▶ **Task goal**: Please shift every coordinate in the answers by adding 48 to it, and write out everything in the records from the line containing "target: owl's beak" down to the line containing "63], [122, 65]]", both lines included, with nothing else changed.

#### Excerpted records

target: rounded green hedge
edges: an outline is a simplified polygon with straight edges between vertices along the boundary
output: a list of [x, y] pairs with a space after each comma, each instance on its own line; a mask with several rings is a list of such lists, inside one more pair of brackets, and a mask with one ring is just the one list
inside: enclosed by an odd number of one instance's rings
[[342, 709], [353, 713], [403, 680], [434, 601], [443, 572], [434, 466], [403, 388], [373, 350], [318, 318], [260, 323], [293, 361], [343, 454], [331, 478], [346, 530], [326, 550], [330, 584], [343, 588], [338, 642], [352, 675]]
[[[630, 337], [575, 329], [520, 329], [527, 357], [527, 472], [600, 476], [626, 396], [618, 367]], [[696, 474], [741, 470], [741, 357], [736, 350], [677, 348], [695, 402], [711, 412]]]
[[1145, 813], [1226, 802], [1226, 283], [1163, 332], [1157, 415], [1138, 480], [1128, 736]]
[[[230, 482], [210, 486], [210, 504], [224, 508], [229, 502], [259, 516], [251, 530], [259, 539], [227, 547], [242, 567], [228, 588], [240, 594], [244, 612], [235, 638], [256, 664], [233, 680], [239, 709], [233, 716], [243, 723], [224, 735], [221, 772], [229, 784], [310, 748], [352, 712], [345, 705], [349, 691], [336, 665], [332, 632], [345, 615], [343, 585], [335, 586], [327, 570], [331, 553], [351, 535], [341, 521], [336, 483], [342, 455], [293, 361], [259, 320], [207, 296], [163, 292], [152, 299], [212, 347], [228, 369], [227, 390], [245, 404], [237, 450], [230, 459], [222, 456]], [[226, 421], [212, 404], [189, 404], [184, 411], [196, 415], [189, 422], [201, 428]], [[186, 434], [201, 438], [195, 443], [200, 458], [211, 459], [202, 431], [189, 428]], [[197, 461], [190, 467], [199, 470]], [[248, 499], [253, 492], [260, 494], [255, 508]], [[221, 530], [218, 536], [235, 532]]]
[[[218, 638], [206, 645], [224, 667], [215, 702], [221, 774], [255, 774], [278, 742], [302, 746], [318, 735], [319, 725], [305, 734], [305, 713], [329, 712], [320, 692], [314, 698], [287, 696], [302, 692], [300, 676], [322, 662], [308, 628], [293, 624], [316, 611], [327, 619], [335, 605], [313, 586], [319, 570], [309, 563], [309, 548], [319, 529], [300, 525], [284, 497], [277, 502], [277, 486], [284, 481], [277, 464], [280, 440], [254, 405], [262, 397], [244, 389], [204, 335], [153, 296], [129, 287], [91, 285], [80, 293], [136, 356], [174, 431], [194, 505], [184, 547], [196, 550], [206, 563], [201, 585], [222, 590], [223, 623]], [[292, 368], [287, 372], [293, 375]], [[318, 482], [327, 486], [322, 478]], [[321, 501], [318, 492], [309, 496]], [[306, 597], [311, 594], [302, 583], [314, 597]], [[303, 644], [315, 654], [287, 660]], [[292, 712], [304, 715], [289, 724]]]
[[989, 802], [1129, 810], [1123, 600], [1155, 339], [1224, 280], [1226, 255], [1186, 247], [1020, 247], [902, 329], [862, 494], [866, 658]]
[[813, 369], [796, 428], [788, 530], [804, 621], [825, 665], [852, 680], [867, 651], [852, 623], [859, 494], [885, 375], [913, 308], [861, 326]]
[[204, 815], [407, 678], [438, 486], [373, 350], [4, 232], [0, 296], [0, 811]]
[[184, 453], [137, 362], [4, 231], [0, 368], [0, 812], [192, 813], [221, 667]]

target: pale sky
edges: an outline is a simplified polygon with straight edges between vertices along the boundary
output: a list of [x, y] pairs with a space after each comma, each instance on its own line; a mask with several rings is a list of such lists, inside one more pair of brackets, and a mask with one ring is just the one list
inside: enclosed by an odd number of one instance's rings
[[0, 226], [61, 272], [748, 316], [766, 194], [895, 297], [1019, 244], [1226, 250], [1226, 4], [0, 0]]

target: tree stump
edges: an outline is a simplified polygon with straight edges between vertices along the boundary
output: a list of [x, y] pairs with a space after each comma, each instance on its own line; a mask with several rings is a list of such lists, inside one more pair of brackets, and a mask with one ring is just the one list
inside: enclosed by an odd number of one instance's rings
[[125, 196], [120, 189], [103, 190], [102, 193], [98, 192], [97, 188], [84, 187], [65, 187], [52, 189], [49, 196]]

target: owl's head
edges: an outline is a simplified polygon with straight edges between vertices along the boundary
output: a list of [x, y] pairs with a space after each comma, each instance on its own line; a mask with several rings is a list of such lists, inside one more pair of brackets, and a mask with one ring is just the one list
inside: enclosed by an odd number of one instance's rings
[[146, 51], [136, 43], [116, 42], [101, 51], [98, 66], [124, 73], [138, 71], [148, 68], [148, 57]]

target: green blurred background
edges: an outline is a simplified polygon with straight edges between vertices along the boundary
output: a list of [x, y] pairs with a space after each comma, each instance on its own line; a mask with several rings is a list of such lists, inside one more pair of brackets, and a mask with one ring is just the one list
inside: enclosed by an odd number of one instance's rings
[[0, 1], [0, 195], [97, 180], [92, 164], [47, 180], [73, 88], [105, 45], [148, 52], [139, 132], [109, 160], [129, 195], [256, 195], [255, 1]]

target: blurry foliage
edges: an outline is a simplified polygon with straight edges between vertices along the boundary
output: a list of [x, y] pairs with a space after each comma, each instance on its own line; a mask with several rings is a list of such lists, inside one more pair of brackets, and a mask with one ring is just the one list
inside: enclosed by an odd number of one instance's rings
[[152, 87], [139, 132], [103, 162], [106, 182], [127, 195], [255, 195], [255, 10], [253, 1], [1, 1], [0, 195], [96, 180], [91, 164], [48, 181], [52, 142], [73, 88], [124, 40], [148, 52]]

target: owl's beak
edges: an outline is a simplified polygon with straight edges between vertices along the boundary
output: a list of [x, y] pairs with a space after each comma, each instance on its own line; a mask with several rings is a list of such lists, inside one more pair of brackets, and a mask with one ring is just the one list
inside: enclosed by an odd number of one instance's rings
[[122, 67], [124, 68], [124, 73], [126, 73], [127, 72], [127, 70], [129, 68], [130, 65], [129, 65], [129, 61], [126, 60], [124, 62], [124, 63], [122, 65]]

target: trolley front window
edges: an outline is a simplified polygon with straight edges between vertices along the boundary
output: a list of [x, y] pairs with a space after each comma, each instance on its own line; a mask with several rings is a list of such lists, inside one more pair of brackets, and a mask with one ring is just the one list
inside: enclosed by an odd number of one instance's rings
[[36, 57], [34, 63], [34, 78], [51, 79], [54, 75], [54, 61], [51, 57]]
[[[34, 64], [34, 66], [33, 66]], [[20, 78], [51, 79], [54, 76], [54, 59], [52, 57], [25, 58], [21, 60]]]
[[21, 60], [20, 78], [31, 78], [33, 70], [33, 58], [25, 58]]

########

▶ **Task result**:
target: owl's beak
edges: an outline is a simplified polygon with straight edges between vertices along the boundary
output: a list of [x, y] pairs with a space after each comma, each instance on its own line; a mask with several rings is a list of such lists, inside one more pair of brackets, and a mask with one ring is just the one list
inside: enclosed by an odd number of one instance's rings
[[170, 115], [172, 116], [172, 121], [174, 121], [175, 120], [175, 118], [177, 116], [178, 113], [177, 113], [177, 109], [174, 108], [172, 110], [172, 111], [170, 113]]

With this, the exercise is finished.